### Problema 1
Transcribe del texto sobre el neoliberalismo el fragmento que va desde "Imaginen que los" hasta "es el neoliberalismo?", sin alterar nada.
### Problema 2
Retoma el texto sobre el neoliberalismo y continúalo a partir de su última oración.

### Texto dado
# # # # # # #
Imaginen que los ciudadanos de la Unión Soviética no hubieran
oído hablar del comunismo. Pues bien, la mayoría de la población
desconoce el nombre de la ideología que domina nuestras vidas. Si la
mencionan en una conversación, se ganarán un encogimiento de hombros; y,
aunque su interlocutor haya oído el término con anterioridad, tendrá
problemas para definirlo. ¿Saben qué es el neoliberalismo?
Su anonimato es causa y efecto de su poder. Ha sido protagonista en
crisis de lo más variadas: el colapso financiero de los años 2007 y
2008, la externalización de dinero y poder a los paraísos fiscales (los
“papeles de Panamá” son solo la punta del iceberg), la lenta destrucción
de la educación y la sanidad públicas, el resurgimiento de la pobreza
infantil, la epidemia de soledad, el colapso de los ecosistemas y hasta
el ascenso de Donald Trump. Sin embargo, esas crisis nos parecen
elementos aislados, que no guardan relación. No somos conscientes de que
todas ellas son producto directo o indirecto del mismo factor: una
filosofía que tiene un nombre; o, más bien, que lo tenía. ¿Y qué da más
poder que actuar de incógnito?
El neoliberalismo es tan ubicuo que ni siquiera lo reconocemos como
ideología. Aparentemente, hemos asumido el ideal de su fe milenaria como
si fuera una fuerza natural; una especie de ley biológica, como la
teoría de la evolución de Darwin. Pero nació con la intención deliberada
de remodelar la vida humana y cambiar el centro del poder.
Para el neoliberalismo, la competencia es la característica
fundamental de las relaciones sociales. Afirma que “el mercado” produce
beneficios que no se podrían conseguir mediante la planificación, y
convierte a los ciudadanos en consumidores cuyas opciones democráticas
se reducen como mucho a comprar y vender, proceso que supuestamente
premia el mérito y castiga la ineficacia. Todo lo que limite la
competencia es, desde su punto de vista, contrario a la libertad. Hay
que bajar los impuestos, reducir los controles y privatizar los
servicios públicos. Las organizaciones obreras y la negociación
colectiva no son más que distorsiones del mercado que dificultan la
creación de una jerarquía natural de triunfadores y perdedores. La
desigualdad es una virtud: una recompensa al esfuerzo y un generador de
riqueza que beneficia a todos. La pretensión de crear una sociedad más
equitativa es contraproducente y moralmente corrosiva. El mercado se
asegura de que todos reciban lo que merecen.
# # # # # # #
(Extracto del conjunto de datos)
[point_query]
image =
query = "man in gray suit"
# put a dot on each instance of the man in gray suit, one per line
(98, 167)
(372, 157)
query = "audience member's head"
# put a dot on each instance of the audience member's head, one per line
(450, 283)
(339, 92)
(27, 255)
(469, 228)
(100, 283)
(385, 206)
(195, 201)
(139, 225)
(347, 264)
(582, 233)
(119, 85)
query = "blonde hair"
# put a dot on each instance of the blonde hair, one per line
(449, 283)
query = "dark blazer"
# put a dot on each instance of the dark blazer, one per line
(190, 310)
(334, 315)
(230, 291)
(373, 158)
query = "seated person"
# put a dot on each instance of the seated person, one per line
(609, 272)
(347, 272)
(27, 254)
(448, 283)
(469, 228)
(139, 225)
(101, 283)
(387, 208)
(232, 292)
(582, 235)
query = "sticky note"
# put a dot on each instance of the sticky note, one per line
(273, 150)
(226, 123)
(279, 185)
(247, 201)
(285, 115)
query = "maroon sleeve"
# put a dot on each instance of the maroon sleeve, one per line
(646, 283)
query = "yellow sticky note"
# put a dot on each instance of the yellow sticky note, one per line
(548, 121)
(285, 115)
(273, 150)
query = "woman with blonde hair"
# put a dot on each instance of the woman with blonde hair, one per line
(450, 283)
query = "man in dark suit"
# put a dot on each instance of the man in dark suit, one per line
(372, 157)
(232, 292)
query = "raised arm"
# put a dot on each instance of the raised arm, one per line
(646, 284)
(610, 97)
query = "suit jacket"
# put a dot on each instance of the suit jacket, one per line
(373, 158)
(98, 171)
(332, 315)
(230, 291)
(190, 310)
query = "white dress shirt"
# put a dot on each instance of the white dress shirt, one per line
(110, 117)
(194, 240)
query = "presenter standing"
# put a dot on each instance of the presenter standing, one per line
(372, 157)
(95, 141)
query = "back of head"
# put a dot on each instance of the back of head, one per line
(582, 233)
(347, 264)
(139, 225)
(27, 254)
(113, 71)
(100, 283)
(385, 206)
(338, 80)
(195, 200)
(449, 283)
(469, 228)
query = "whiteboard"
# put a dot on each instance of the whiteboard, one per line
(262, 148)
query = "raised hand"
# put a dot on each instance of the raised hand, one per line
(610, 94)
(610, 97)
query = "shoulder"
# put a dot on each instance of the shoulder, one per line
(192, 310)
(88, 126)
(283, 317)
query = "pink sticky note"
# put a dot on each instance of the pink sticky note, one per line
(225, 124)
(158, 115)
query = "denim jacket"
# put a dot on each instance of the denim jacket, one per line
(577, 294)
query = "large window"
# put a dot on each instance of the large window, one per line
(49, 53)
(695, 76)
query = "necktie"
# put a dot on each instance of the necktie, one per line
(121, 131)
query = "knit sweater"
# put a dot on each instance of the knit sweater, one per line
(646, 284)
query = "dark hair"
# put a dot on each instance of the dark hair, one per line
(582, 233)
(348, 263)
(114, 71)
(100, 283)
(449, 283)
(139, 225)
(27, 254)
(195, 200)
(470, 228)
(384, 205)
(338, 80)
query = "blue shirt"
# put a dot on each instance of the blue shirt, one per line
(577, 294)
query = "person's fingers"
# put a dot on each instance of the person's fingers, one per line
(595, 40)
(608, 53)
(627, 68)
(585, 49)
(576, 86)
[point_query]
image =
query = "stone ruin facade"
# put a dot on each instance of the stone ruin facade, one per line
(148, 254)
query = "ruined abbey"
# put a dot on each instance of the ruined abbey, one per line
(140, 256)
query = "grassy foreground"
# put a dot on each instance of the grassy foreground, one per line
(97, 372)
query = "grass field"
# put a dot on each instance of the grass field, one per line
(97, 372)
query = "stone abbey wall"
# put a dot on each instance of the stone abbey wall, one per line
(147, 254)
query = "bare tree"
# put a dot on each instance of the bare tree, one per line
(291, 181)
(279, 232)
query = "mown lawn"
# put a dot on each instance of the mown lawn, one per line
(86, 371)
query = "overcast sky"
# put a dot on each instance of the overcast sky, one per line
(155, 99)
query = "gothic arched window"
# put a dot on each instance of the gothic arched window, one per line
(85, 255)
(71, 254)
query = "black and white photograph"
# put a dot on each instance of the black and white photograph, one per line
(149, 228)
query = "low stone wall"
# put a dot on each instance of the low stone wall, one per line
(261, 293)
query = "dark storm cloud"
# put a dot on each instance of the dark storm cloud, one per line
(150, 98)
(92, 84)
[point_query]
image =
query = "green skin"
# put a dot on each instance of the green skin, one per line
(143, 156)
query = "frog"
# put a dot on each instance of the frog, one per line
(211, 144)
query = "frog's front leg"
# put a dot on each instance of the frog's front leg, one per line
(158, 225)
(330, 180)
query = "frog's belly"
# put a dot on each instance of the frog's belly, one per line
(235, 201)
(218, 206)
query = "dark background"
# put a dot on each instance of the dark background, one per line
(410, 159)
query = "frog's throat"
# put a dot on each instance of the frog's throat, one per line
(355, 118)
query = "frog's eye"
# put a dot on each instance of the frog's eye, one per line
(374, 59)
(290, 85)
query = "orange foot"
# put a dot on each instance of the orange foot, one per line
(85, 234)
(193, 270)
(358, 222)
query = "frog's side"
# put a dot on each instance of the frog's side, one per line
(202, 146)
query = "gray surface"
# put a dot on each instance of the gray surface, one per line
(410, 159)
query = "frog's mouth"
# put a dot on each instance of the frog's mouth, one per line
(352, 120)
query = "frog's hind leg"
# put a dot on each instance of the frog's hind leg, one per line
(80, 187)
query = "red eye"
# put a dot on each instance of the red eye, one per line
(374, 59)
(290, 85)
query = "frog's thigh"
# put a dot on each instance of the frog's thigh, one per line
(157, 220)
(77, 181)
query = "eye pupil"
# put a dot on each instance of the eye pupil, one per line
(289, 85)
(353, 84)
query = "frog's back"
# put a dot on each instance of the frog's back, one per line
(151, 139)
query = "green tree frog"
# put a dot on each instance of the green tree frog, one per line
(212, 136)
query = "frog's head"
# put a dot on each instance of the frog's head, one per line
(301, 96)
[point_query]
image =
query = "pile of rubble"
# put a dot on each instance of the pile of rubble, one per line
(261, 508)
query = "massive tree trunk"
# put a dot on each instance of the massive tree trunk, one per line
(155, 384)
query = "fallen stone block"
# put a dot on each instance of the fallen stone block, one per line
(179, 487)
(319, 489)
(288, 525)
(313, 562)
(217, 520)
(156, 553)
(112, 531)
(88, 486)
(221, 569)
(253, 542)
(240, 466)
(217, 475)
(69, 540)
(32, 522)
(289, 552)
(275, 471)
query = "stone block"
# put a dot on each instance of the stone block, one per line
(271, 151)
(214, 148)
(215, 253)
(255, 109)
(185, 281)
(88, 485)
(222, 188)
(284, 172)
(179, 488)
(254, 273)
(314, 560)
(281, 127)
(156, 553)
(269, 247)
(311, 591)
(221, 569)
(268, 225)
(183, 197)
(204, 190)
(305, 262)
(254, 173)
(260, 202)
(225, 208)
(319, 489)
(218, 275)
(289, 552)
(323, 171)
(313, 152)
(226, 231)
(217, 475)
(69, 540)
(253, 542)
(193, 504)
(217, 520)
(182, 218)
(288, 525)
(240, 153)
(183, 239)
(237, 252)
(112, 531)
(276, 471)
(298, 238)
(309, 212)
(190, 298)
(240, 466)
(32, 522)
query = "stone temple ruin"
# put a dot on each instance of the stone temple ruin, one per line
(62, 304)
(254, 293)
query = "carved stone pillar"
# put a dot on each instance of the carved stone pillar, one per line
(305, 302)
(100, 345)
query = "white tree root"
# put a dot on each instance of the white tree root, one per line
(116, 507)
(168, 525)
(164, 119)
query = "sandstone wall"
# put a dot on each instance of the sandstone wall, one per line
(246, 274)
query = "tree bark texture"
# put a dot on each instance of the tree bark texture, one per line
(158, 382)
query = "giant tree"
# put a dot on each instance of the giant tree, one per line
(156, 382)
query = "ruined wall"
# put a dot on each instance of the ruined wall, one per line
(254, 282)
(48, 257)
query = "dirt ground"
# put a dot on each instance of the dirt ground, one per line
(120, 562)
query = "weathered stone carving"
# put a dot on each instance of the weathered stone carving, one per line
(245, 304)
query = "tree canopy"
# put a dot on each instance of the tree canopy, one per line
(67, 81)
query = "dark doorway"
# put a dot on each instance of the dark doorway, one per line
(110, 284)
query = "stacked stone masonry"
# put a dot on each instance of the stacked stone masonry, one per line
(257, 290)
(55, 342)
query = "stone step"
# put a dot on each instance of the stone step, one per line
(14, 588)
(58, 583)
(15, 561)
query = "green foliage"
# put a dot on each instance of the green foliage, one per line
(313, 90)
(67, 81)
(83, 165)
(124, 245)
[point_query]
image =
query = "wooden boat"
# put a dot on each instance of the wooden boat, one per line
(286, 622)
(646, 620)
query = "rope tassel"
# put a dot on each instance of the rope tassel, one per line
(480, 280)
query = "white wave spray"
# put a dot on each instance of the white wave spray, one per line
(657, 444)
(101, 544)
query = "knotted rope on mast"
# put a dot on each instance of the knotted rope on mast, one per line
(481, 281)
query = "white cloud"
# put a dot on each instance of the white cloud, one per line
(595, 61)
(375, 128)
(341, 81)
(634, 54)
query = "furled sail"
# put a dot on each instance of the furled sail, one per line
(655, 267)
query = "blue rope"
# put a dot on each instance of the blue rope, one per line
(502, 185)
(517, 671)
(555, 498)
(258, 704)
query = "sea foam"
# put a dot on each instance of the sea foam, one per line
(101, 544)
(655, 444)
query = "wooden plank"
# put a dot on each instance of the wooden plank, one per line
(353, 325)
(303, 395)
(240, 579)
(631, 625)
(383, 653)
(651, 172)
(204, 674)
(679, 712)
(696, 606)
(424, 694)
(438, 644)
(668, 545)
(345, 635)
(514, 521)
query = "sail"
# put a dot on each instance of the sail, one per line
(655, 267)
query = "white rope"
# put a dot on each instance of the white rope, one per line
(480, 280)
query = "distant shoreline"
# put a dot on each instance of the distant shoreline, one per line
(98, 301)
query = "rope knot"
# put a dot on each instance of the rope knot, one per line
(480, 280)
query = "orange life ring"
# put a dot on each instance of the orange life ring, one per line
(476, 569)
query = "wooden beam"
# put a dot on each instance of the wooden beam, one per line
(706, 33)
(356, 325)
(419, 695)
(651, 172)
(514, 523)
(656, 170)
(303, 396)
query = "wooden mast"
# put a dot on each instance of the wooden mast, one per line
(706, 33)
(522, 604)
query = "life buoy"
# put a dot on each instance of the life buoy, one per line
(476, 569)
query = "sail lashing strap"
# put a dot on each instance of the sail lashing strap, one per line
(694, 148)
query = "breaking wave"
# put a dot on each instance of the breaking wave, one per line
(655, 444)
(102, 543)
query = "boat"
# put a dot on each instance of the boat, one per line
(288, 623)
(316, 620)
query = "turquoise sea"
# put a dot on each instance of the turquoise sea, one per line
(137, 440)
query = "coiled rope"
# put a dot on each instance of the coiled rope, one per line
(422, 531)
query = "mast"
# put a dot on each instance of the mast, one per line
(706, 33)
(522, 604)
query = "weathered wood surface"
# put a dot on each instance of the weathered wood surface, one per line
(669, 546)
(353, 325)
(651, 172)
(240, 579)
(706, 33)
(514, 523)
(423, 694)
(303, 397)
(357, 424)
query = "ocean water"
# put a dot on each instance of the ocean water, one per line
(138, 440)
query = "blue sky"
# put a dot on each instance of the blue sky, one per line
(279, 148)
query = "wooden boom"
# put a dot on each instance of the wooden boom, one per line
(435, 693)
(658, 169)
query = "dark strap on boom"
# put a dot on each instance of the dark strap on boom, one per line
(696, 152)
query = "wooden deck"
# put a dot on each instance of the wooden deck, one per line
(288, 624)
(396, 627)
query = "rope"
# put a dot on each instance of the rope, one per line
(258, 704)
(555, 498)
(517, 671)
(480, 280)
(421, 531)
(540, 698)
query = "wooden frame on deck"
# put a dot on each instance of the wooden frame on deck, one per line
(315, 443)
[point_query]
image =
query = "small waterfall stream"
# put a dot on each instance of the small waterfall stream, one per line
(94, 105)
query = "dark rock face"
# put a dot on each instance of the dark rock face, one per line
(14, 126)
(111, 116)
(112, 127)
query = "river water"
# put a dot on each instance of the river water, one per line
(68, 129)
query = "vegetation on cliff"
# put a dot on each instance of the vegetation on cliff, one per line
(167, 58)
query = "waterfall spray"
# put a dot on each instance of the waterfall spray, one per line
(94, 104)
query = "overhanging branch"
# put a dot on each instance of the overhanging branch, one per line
# # # # # # #
### Respuesta del ejercicio 1
Imaginen que los ciudadanos de la Unión Soviética no hubieran
oído hablar del comunismo. Pues bien, la mayoría de la población
desconoce el nombre de la ideología que domina nuestras vidas. Si la
mencionan en una conversación, se ganarán un encogimiento de hombros; y,
aunque su interlocutor haya oído el término con anterioridad, tendrá
problemas para definirlo. ¿Saben qué es el neoliberalismo?

### Respuesta del ejercicio 2
Asumimos y reproducimos su credo. Los ricos se convencen de que son
ricos por méritos propios, sin que sus privilegios (educativos,
patrimoniales, de clase) hayan tenido nada que ver. Los pobres se culpan
de su fracaso, aunque no puedan hacer gran cosa por cambiar las
circunstancias que determinan su existencia. ¿Desempleo estructural? Si
usted no tiene empleo, es porque carece de iniciativa. ¿Viviendas de
precios desorbitados? Si su cuenta está en números rojos, es por su
incompetencia y falta de previsión. ¿Qué es eso de que el colegio de sus
hijos ya no tiene instalaciones de educación física? Si engordan, es
culpa suya. En un mundo gobernado por la competencia, los que caen pasan
a ser perdedores ante la sociedad y ante sí mismos.
La epidemia de autolesiones, desórdenes alimentarios, depresión,
incomunicación, ansiedad y fobia social es una de las consecuencias de
ese proceso, que Paul Verhaeghe documenta en su libro What About Me?. No
es sorprendente que Gran Bretaña, el país donde la ideología neoliberal
se ha aplicado con más rigor, sea la capital europea de la soledad.
Ahora, todos somos neoliberales.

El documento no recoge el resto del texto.